--- TRECHO DO DOCUMENTO ---

Reem se pergunta o que acontecerá com Gaza.

"Seremos deslocados? Penso nos meus filhos; gostaria que eles pudessem sair daqui e trabalhar no exterior. Nos acostumamos com esta vida, mas por que eles deveriam sofrer conosco?"

 

Ø  Os ataques de Israel contra áreas indicadas como 'seguras para civis'

 

Desde que os militares israelenses emitiram o primeiro de vários avisos para civis abandonarem o norte de Gaza, centenas de milhares de habitantes da região se deslocaram para o sul da Faixa.

Mas o sul continuou a ser bombardeado por Israel, o que levou a ONU e outras organizações de ajuda a alertar que nenhum lugar em Gaza é seguro para civis.

--- DADOS REGISTRADOS ---

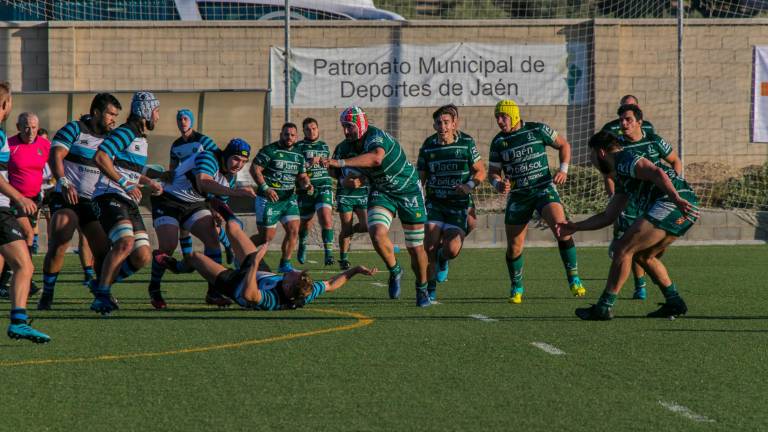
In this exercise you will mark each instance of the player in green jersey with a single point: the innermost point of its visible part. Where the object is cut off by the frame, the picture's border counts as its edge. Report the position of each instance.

---

INSTRUÇÕES DO EXERCÍCIO: Retome o texto sobre os civis deslocados em Gaza, que aparece antes das linhas, e continue-o a partir da última frase.

RESPOSTA DO EXERCÍCIO:
Para compreender melhor o risco para os civis no sul de Gaza, a BBC Verify identificou e analisou quatro casos específicos de ataques naquela região.

Também analisamos alguns dos avisos e instruções de evacuação emitidos para os civis de Gaza, incluindo alguns aconselhando-os a se deslocarem para determinadas áreas no sul.

Alguns destes avisos eram acompanhados por mapas com setas apontando para áreas vagamente definidas para onde ir.

Três dos ataques que examinamos atingiram essas áreas ou áreas próximas a elas nos dias seguintes aos alertas.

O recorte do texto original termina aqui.